[Collected data]
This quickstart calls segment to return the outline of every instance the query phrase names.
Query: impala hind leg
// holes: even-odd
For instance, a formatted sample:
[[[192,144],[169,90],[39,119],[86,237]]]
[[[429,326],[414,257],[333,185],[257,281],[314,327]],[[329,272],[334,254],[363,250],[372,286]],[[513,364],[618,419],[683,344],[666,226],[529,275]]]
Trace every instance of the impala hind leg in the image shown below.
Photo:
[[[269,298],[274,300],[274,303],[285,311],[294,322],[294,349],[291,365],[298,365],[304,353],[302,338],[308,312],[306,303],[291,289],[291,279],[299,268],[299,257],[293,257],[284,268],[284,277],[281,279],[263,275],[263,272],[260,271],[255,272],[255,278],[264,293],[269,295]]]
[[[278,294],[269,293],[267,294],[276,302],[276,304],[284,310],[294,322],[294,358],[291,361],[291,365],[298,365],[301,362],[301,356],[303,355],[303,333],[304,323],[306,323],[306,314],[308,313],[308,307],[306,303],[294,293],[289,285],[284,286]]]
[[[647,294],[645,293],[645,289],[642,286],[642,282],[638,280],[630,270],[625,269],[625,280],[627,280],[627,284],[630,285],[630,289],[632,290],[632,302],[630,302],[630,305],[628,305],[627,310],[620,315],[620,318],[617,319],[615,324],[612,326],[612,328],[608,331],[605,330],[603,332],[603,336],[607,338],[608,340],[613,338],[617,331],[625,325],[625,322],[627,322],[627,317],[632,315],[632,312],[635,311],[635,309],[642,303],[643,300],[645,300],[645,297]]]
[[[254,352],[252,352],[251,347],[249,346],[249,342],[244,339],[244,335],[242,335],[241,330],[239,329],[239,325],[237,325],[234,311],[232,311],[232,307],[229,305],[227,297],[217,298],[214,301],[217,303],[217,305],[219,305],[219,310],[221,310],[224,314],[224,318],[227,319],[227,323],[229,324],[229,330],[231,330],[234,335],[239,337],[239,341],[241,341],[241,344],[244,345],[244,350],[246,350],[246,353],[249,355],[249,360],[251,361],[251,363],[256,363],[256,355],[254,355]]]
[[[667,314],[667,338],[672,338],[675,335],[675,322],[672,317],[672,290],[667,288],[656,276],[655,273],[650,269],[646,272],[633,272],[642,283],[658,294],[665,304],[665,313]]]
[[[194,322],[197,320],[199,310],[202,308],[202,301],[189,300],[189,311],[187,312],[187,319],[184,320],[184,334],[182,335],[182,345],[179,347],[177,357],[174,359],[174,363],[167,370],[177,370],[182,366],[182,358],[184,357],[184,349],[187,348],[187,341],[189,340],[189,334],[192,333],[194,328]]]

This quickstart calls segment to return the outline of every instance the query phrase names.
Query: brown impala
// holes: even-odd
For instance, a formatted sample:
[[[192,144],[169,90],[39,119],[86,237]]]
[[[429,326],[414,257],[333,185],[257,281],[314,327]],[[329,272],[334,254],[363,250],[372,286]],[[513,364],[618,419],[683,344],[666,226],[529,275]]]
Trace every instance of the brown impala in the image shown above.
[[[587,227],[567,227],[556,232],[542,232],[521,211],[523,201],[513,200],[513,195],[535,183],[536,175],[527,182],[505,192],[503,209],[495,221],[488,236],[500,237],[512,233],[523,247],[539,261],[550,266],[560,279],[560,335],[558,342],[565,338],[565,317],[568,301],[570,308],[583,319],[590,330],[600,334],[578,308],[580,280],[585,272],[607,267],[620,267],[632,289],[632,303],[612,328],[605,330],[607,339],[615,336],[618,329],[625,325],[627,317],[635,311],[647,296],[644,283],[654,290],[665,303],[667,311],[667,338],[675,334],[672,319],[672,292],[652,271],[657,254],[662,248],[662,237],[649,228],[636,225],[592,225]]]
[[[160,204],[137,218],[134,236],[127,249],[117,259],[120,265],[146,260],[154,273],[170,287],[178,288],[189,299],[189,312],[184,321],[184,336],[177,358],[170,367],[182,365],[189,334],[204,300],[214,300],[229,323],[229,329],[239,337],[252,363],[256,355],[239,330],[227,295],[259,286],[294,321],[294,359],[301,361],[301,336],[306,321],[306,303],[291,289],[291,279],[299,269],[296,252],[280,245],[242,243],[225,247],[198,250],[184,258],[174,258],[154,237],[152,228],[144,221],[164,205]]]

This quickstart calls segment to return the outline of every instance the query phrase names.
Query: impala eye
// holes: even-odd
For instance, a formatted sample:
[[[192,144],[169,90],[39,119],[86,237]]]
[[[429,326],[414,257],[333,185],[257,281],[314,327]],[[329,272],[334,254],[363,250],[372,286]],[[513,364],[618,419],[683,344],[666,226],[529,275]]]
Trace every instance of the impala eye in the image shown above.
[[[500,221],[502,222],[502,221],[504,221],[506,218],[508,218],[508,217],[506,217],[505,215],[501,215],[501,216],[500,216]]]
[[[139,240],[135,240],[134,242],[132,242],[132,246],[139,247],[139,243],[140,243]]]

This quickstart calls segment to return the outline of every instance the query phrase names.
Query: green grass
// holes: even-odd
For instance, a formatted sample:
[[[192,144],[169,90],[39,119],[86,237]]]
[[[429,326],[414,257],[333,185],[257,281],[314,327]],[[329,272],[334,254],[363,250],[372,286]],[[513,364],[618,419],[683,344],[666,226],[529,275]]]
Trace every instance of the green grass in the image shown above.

Instructions for the task
Exactly as written, please transcribe the lines from the start of the records above to the line that holds "Trace every instance of the impala hind", both ends included.

Exercise solution
This quickstart calls segment to return the outline of every instance the query phrase names.
Query: impala hind leg
// holes: even-odd
For instance, a formatted sample:
[[[192,144],[169,90],[39,119],[86,237]]]
[[[429,326],[414,257],[333,185],[257,281],[314,327]],[[329,272],[334,254],[363,250],[372,286]],[[513,364],[618,419],[683,344],[666,226],[529,275]]]
Trace every instance of the impala hind leg in the image shown below.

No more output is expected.